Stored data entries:
══════════

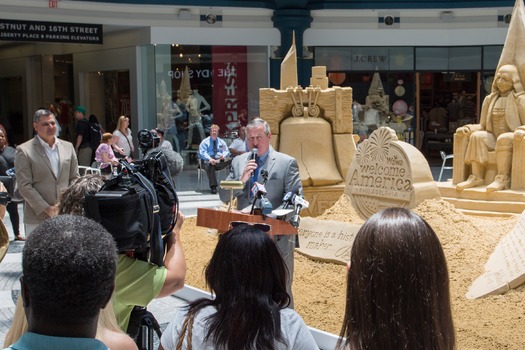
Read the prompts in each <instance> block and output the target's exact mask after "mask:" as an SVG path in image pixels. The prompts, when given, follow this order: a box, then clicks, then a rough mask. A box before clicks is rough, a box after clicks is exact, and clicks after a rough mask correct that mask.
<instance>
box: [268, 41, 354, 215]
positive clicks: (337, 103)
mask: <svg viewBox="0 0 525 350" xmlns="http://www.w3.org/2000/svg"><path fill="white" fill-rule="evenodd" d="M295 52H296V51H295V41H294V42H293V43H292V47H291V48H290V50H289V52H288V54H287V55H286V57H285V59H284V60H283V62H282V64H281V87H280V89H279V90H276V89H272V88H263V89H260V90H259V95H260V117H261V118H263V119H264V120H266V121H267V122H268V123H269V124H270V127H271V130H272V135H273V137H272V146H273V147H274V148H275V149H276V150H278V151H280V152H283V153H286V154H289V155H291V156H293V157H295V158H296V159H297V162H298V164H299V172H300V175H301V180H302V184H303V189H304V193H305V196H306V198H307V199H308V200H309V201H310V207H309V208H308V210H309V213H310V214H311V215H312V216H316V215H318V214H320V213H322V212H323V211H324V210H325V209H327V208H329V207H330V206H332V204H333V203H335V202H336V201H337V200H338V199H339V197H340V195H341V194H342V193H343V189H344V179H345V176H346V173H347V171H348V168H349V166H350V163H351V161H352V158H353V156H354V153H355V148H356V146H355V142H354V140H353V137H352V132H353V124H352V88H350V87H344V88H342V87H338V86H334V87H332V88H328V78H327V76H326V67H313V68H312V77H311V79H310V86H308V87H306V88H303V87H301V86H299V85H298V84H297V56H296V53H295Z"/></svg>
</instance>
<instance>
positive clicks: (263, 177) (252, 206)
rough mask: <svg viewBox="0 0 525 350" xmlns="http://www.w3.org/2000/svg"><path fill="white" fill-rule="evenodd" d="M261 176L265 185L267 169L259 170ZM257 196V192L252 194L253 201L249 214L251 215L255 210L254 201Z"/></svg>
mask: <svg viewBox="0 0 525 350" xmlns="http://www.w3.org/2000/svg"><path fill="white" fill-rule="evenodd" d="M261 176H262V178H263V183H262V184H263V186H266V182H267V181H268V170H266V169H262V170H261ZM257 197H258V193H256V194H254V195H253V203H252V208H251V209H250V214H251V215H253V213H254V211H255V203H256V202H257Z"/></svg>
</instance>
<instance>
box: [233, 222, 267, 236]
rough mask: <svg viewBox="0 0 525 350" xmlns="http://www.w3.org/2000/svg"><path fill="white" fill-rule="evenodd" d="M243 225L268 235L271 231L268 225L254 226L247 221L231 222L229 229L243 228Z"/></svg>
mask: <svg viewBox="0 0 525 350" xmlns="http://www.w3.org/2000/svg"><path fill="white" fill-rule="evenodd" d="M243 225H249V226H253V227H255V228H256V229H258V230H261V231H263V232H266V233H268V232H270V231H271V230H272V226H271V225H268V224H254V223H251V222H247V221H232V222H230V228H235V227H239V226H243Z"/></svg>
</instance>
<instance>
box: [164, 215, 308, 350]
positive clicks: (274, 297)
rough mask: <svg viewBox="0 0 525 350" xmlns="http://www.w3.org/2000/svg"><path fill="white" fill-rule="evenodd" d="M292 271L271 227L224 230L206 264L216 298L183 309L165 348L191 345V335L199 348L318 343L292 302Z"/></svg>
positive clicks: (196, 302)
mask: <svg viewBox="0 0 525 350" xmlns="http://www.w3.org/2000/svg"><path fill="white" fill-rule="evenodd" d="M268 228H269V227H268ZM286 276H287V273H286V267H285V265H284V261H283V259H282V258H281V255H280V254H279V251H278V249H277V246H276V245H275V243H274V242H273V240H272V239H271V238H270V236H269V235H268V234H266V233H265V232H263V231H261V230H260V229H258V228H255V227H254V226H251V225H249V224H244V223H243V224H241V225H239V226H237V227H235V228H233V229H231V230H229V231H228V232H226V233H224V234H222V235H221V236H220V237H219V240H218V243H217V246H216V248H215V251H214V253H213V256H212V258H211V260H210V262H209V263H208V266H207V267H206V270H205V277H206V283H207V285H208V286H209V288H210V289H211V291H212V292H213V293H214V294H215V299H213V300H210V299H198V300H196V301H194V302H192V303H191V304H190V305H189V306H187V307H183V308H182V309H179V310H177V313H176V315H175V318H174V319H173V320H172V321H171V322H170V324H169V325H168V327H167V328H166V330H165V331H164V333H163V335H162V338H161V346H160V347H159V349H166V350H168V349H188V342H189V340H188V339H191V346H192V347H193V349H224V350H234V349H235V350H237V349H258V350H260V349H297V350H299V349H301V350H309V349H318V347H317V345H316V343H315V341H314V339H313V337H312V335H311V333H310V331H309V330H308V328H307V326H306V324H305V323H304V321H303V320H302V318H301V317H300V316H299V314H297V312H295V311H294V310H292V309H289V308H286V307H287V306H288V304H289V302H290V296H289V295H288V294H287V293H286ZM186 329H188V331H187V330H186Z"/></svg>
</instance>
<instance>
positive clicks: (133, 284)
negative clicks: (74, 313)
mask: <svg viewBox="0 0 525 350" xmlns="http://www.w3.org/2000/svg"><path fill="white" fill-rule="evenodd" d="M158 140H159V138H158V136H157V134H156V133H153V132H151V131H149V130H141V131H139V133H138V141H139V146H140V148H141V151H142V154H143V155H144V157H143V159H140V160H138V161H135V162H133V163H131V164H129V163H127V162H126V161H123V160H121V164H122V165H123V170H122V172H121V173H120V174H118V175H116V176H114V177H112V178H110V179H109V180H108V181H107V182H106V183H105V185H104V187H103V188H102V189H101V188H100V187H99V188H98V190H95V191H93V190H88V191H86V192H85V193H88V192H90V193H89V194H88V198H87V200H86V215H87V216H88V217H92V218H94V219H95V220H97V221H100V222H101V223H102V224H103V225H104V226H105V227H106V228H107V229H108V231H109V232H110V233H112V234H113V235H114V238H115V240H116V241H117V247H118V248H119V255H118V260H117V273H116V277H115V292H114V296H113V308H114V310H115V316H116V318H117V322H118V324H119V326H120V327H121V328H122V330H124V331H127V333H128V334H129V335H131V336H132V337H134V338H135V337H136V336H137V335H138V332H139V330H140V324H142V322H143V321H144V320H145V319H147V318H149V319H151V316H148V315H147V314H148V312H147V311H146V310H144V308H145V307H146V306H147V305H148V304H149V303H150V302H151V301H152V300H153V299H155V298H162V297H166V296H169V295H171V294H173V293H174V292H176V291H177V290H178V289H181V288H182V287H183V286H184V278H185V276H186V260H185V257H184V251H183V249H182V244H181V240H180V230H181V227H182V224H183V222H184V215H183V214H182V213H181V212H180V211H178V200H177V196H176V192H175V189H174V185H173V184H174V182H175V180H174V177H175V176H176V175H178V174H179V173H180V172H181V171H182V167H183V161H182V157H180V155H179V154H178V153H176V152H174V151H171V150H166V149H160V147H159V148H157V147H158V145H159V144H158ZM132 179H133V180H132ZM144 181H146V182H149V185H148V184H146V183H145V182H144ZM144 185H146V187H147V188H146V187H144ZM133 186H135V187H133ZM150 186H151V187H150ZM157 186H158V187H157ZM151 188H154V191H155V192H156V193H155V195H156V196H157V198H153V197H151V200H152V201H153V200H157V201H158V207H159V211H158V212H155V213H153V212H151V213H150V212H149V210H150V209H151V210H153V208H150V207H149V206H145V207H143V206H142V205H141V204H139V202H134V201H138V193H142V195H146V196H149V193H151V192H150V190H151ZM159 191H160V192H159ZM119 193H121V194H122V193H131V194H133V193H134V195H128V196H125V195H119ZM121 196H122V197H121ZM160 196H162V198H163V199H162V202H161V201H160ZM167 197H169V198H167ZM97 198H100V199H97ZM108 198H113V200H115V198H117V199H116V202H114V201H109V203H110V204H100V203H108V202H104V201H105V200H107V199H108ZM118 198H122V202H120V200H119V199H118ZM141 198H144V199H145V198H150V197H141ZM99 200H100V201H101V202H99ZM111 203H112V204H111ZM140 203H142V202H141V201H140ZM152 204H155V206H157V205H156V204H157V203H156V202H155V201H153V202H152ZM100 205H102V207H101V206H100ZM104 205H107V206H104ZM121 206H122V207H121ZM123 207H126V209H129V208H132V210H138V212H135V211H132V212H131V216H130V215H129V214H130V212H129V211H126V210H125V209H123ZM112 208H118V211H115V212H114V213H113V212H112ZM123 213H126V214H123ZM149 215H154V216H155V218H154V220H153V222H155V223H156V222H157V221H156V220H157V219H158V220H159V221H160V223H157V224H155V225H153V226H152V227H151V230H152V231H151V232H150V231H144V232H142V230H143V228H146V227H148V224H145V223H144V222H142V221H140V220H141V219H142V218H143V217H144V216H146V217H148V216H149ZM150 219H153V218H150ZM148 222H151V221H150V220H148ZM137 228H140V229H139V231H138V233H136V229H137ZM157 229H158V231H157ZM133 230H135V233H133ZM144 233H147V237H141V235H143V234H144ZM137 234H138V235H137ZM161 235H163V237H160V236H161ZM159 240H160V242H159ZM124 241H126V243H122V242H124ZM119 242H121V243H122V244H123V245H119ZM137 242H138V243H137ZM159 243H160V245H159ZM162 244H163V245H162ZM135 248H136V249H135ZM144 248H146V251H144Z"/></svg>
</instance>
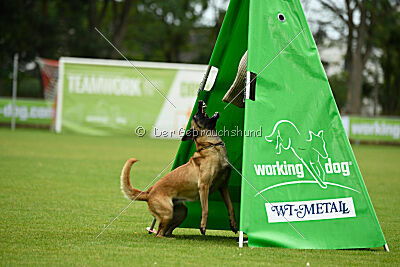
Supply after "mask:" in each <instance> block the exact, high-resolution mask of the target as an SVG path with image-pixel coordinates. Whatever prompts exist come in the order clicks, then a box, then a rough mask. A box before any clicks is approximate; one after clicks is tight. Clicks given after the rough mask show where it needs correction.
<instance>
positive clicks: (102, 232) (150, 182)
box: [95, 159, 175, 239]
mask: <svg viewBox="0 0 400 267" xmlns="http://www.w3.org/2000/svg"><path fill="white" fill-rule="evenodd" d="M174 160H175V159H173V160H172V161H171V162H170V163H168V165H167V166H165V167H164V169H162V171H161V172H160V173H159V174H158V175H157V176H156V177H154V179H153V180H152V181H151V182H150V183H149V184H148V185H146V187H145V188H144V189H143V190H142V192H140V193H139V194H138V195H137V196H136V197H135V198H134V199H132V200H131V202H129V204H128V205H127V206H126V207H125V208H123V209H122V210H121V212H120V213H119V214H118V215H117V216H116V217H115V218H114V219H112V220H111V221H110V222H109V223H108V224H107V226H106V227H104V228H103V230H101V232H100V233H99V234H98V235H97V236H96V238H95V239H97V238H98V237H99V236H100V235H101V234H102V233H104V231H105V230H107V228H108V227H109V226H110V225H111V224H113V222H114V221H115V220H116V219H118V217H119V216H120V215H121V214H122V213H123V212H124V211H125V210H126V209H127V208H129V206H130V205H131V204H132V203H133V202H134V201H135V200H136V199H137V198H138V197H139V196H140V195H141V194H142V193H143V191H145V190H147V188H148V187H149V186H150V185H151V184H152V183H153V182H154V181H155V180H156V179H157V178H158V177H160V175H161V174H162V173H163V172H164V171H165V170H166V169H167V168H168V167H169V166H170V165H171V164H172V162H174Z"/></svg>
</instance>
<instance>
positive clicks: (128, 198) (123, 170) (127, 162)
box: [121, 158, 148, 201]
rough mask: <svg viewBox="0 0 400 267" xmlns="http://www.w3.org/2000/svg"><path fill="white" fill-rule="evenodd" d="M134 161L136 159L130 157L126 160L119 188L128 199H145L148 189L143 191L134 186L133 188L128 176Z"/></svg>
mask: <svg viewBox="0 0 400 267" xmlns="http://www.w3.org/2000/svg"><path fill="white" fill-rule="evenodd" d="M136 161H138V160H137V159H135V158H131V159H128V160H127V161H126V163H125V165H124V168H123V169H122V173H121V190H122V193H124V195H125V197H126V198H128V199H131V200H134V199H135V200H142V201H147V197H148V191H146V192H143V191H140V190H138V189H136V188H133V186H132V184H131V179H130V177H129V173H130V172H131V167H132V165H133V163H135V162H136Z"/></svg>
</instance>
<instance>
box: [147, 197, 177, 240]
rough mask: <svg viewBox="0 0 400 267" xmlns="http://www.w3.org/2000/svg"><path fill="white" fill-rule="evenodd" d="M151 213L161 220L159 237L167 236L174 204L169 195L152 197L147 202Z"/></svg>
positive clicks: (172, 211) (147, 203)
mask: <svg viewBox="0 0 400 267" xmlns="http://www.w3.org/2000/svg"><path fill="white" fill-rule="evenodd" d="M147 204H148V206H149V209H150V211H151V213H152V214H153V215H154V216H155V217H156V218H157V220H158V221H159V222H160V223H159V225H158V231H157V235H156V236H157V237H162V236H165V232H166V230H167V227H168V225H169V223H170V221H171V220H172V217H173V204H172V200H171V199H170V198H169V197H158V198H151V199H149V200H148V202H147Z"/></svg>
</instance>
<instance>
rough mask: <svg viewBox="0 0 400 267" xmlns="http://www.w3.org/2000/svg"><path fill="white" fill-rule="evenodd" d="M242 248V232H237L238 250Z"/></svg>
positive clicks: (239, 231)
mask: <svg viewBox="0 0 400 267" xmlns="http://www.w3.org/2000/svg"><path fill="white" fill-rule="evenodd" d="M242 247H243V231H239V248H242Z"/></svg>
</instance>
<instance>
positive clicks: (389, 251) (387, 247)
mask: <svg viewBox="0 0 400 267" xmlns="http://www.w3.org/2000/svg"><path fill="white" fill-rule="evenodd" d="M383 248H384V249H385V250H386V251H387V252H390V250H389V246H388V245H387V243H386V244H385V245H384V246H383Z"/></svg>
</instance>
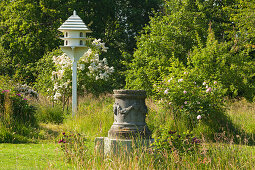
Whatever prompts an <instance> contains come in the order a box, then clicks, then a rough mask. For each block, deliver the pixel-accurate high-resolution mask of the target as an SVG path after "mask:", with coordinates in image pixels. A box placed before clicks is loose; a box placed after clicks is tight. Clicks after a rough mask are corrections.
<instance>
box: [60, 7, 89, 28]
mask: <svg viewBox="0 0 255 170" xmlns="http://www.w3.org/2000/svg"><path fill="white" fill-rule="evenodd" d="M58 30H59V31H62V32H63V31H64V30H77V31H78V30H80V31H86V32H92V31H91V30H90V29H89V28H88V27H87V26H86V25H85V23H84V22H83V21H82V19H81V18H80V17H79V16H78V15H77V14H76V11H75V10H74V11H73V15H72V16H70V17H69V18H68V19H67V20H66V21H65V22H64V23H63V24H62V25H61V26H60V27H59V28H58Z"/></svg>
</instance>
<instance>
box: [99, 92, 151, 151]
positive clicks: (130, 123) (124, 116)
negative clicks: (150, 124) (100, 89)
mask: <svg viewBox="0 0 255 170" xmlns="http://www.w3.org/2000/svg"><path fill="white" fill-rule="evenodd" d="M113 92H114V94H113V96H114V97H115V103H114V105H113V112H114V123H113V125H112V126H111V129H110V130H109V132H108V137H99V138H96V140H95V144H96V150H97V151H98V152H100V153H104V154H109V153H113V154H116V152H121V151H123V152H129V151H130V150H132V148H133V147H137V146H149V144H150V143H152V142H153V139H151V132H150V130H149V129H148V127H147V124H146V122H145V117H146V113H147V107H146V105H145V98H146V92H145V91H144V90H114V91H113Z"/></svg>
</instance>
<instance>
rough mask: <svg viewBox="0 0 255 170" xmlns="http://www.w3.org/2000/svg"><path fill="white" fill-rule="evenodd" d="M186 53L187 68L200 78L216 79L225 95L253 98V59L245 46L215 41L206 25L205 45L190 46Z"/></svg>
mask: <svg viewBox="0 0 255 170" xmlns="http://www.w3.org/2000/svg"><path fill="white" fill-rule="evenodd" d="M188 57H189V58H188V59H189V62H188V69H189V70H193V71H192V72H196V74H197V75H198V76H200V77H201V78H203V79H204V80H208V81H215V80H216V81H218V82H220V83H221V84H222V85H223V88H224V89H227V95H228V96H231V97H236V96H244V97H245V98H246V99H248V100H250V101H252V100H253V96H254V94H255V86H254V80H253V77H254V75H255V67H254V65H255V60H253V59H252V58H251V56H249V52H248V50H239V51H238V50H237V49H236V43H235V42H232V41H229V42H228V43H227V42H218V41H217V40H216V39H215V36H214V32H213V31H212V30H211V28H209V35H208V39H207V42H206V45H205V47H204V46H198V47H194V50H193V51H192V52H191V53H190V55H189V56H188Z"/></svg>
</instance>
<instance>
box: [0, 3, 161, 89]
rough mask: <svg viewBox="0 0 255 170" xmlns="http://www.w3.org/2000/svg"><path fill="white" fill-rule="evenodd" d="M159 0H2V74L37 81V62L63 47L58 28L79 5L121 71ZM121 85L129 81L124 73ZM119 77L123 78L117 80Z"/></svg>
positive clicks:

══════════

**GOAL OF THE EXERCISE**
Please return, exactly as written, the lines from the first line of the records above through the line containing "box: [268, 41, 354, 215]", both included, leaving out any pictures.

**ANSWER SPACE**
Read the prompts in each <instance> block and output the target's exact mask after "mask:" as an SVG path in image pixels. The prompts, when given, follow this order: a box, then clicks, then a rough mask. A box before clicks is rough, a box after clicks is exact, and clicks after a rough mask correct that mask.
<instance>
box: [268, 41, 354, 215]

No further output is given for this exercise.